Object point labels
▬▬▬▬▬▬▬▬▬▬

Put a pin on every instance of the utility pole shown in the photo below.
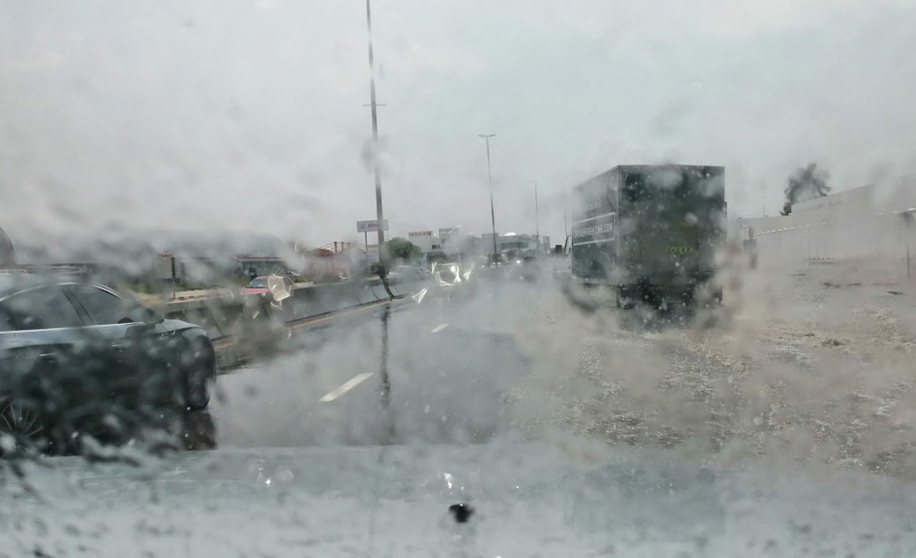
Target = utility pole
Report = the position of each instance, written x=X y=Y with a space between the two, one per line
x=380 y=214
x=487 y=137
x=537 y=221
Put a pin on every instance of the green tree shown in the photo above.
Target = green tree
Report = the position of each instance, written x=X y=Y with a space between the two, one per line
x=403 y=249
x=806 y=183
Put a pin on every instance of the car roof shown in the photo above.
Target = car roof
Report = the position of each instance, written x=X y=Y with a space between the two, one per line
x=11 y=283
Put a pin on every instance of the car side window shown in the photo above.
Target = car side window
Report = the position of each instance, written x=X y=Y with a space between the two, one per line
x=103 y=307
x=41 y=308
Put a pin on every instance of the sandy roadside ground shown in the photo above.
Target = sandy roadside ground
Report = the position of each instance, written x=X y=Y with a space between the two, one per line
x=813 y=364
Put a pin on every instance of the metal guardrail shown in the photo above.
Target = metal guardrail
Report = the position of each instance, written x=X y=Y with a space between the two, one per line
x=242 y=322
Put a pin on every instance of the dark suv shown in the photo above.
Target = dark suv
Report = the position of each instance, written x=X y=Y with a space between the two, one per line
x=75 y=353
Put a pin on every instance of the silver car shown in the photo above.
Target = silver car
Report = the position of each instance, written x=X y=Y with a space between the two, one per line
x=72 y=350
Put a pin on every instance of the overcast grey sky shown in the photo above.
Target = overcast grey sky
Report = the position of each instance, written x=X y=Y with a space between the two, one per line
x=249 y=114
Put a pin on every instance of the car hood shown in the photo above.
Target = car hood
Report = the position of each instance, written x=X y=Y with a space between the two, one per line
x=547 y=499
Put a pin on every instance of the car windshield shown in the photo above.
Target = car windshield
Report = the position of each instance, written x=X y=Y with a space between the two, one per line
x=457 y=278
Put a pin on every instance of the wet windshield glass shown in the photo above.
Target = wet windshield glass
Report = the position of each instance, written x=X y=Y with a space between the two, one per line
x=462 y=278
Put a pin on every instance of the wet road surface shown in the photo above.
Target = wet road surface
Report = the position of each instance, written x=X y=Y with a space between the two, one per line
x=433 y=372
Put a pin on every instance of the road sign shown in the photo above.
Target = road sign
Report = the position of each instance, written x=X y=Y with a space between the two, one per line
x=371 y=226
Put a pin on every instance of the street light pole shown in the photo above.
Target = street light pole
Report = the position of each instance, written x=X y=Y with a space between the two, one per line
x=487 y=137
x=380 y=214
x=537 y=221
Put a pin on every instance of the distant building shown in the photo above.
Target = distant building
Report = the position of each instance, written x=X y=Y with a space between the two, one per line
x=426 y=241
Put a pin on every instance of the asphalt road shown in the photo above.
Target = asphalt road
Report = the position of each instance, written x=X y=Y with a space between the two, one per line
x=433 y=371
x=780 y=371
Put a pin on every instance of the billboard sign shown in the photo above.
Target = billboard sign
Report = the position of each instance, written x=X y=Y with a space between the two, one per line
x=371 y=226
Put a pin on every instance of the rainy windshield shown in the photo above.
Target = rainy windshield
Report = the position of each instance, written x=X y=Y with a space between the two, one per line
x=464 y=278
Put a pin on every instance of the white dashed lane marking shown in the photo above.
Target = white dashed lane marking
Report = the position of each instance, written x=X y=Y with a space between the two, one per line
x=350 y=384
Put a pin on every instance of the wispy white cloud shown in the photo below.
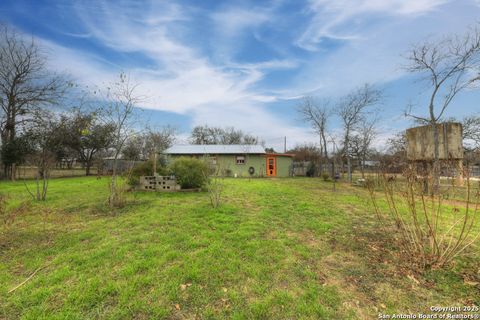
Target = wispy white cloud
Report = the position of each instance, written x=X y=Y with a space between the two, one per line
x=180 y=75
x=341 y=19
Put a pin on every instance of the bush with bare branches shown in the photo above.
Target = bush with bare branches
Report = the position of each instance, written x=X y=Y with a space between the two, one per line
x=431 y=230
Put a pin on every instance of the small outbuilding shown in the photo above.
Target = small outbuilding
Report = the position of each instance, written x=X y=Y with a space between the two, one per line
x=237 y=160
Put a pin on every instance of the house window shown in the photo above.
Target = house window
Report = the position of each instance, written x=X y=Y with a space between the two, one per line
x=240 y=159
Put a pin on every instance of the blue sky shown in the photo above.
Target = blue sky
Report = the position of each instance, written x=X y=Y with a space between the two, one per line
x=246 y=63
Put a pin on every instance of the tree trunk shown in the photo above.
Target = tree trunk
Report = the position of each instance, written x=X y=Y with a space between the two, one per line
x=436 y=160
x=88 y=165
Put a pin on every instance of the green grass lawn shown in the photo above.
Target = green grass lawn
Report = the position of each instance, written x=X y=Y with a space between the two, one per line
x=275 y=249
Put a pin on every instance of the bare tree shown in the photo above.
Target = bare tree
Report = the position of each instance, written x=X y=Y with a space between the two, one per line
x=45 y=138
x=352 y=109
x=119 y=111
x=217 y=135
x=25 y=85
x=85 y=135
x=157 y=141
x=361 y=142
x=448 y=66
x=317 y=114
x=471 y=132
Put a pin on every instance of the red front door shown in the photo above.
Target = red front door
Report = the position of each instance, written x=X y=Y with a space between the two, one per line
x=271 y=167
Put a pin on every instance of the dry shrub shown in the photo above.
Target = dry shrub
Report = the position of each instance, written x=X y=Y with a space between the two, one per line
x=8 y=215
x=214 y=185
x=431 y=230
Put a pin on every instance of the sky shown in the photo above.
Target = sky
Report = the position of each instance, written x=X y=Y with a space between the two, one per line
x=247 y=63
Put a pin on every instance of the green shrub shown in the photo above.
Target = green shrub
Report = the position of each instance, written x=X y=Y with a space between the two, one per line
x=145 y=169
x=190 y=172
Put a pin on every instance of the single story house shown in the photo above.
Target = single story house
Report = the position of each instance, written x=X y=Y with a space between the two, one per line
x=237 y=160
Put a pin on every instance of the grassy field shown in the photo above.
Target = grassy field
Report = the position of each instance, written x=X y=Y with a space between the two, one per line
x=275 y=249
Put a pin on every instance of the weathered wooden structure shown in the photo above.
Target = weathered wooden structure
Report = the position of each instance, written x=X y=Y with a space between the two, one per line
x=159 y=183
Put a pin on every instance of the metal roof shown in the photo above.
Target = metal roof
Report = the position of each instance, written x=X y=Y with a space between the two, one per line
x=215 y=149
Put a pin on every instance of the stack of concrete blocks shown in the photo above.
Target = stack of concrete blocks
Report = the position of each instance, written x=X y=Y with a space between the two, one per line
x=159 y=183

▬▬▬▬▬▬▬▬▬▬

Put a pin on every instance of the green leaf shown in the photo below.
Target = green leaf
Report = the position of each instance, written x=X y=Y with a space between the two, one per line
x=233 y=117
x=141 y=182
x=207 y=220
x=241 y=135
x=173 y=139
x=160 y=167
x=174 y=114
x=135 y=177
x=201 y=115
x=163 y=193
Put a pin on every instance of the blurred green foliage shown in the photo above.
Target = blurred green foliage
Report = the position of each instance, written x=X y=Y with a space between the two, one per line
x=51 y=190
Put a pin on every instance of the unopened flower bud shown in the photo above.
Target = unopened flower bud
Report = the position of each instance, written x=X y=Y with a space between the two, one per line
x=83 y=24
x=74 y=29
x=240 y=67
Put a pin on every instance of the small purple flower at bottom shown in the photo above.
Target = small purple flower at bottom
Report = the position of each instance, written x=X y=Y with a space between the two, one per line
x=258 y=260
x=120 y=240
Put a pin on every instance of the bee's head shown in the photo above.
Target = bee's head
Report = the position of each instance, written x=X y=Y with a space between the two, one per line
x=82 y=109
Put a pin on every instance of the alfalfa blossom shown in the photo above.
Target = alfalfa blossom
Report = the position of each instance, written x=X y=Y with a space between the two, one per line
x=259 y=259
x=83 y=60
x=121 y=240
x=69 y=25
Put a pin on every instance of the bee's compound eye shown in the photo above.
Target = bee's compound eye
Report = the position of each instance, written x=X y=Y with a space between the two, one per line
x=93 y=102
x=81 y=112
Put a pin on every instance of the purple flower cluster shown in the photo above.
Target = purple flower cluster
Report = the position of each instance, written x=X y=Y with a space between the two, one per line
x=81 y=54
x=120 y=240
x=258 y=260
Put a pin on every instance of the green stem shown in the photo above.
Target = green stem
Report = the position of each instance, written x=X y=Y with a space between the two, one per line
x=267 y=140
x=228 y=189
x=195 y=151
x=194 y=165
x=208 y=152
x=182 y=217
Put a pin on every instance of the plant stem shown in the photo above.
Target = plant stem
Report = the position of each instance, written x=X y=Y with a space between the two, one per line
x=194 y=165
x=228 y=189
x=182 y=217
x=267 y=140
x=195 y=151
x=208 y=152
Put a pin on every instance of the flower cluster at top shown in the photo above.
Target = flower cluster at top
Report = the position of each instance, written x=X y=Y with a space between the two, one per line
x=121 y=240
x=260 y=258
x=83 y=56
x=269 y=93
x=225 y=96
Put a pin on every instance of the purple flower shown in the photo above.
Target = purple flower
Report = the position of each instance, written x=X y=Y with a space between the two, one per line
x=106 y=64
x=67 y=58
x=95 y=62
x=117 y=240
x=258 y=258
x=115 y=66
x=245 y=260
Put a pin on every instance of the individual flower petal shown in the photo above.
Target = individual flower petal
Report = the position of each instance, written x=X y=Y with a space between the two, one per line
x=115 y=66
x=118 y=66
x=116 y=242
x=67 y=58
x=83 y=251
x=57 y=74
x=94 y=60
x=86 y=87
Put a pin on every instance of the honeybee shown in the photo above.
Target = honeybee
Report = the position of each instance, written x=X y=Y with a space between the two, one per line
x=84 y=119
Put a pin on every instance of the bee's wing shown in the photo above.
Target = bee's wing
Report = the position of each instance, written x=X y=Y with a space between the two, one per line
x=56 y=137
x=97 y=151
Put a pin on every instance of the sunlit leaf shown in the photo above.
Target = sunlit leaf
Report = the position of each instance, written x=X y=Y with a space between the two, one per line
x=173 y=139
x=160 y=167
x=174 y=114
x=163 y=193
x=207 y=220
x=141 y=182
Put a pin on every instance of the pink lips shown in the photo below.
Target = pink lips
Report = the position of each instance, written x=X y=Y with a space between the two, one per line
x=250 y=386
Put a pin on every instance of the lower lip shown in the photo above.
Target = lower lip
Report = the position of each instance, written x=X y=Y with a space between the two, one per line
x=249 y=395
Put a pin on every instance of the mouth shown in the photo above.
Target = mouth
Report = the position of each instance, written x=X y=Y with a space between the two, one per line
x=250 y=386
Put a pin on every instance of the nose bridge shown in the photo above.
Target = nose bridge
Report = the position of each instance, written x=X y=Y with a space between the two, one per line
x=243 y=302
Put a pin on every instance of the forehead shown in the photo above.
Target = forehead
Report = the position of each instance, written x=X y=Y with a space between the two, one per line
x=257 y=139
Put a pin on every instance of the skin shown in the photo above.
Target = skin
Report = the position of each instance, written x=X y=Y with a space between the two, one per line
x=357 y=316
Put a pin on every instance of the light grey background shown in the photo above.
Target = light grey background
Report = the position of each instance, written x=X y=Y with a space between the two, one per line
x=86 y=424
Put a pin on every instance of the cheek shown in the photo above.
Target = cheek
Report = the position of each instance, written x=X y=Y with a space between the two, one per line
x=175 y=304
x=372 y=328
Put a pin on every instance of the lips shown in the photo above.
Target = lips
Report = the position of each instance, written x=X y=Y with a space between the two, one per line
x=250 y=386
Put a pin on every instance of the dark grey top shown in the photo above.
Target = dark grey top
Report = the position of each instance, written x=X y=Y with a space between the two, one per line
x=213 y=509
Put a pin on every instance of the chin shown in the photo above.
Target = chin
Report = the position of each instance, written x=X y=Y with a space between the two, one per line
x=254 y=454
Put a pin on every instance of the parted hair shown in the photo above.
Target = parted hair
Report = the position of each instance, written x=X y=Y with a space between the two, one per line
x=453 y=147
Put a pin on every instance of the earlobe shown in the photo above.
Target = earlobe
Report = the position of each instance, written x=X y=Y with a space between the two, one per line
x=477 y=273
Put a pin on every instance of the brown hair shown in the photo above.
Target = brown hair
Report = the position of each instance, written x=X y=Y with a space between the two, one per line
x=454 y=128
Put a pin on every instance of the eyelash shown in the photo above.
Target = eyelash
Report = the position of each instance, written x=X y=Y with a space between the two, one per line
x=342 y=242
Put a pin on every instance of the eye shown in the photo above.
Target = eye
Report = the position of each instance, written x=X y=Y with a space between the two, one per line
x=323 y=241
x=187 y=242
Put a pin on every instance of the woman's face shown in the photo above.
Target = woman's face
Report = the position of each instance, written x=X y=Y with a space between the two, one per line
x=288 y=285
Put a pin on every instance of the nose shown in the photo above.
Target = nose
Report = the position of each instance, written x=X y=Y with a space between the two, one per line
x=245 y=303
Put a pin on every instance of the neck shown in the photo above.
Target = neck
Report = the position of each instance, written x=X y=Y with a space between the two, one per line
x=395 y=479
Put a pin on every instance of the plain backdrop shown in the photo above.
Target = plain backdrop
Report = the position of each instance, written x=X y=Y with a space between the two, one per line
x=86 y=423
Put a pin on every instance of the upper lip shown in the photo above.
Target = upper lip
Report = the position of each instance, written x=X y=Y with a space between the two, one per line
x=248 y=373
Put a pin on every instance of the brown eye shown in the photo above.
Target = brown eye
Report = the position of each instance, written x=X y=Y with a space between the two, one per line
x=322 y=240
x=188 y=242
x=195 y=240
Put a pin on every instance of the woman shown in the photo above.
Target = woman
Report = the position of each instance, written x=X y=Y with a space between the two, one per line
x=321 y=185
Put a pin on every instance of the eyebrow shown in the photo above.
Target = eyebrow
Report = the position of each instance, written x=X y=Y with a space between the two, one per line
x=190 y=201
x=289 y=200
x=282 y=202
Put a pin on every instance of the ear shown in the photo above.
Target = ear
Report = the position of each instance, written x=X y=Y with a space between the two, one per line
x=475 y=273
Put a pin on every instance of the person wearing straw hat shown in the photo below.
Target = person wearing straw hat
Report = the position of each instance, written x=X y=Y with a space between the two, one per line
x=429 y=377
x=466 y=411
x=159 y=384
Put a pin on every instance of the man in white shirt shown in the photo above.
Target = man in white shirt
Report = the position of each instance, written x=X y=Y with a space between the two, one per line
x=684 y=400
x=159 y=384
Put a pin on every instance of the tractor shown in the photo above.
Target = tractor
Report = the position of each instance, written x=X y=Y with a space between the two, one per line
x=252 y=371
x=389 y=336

▬▬▬▬▬▬▬▬▬▬

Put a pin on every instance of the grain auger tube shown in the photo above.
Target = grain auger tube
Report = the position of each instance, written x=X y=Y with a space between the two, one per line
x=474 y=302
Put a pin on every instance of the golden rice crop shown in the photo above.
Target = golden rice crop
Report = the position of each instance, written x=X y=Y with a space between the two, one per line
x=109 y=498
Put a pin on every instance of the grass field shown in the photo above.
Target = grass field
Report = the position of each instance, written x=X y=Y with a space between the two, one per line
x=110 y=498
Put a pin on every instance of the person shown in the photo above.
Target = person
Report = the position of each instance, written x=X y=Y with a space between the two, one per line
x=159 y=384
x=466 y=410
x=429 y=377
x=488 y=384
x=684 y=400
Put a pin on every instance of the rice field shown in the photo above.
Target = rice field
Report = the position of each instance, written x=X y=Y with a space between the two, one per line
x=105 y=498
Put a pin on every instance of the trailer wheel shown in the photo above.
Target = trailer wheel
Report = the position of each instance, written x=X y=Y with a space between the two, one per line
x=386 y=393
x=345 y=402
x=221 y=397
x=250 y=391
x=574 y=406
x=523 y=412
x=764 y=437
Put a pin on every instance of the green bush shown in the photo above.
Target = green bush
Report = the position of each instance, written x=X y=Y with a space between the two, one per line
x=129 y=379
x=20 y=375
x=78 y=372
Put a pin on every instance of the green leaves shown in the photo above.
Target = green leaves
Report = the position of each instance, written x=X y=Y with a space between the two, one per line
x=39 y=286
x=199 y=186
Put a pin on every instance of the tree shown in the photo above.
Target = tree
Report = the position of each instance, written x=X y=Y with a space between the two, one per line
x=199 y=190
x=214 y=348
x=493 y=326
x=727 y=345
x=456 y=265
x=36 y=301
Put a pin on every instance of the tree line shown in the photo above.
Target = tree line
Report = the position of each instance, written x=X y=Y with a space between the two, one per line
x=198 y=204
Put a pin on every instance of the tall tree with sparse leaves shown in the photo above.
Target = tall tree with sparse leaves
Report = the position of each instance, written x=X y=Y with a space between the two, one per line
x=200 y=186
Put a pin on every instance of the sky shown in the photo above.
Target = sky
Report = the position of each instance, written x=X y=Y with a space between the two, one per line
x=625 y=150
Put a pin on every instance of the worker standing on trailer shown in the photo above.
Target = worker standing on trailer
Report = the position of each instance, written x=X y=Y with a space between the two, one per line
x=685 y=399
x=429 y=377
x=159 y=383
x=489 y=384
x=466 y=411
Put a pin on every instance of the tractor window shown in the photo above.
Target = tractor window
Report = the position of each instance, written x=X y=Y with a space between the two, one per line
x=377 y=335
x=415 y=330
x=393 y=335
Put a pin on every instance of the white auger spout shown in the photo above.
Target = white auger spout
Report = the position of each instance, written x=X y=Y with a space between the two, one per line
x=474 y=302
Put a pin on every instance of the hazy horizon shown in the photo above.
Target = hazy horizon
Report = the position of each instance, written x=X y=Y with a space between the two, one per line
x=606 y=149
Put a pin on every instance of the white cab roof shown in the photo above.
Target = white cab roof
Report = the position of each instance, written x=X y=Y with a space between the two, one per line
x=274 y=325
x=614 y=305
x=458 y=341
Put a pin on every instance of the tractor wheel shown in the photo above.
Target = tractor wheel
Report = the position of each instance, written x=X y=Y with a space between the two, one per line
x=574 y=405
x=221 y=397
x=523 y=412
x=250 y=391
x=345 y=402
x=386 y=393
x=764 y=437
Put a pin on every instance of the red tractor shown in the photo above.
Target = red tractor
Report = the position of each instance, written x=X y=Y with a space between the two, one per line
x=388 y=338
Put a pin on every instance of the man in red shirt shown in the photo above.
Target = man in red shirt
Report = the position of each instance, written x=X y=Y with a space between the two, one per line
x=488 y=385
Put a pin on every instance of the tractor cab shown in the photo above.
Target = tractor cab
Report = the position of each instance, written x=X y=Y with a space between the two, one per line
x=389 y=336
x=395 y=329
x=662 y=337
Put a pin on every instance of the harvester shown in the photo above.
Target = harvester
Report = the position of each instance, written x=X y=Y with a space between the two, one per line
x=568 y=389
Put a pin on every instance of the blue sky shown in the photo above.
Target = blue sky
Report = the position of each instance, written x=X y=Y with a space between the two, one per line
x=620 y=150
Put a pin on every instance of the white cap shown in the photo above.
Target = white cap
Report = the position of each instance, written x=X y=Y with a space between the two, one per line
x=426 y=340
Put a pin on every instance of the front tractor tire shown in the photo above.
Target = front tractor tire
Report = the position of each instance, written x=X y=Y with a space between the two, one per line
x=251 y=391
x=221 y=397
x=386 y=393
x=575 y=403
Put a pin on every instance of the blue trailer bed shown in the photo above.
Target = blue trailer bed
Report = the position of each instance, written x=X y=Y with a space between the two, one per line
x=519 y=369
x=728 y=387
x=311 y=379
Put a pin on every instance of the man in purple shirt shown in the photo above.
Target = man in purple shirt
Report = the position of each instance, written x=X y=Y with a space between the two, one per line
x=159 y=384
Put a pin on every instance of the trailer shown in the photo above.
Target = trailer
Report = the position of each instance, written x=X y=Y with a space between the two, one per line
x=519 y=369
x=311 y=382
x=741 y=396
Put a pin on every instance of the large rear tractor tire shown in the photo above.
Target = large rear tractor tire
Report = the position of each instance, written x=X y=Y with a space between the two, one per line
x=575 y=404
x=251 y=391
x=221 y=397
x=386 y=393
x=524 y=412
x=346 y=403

▬▬▬▬▬▬▬▬▬▬

→ **YOUR INSTRUCTIONS**:
Lay out the lines of the listing as a Markdown table with the columns Row and Line, running from the line with "Put a pin on every instance of the bush" up to and including the line with "x=240 y=159". Number each row and leave out any blank lines.

→ **OUTPUT FOR THIS TASK**:
| Row | Line |
|---|---|
| 1 | Put a pin on every instance of the bush with bare branches shown in the photo above. |
| 2 | Target = bush with bare branches |
| 3 | Report = the position of each instance, written x=X y=Y with a space between the two, one per line |
| 4 | x=431 y=230 |
| 5 | Put a pin on every instance of the small outbuilding shown in the photo above. |
| 6 | Target = small outbuilding |
| 7 | Report = the position of each instance, written x=X y=Y with a space between the two, one per line |
| 8 | x=237 y=160 |
| 9 | Put a pin on every instance of the house window shown in the photo above. |
| 10 | Target = house window |
| 11 | Report = the position of each instance, written x=X y=Y with a space between the two, one per line |
| 12 | x=240 y=159 |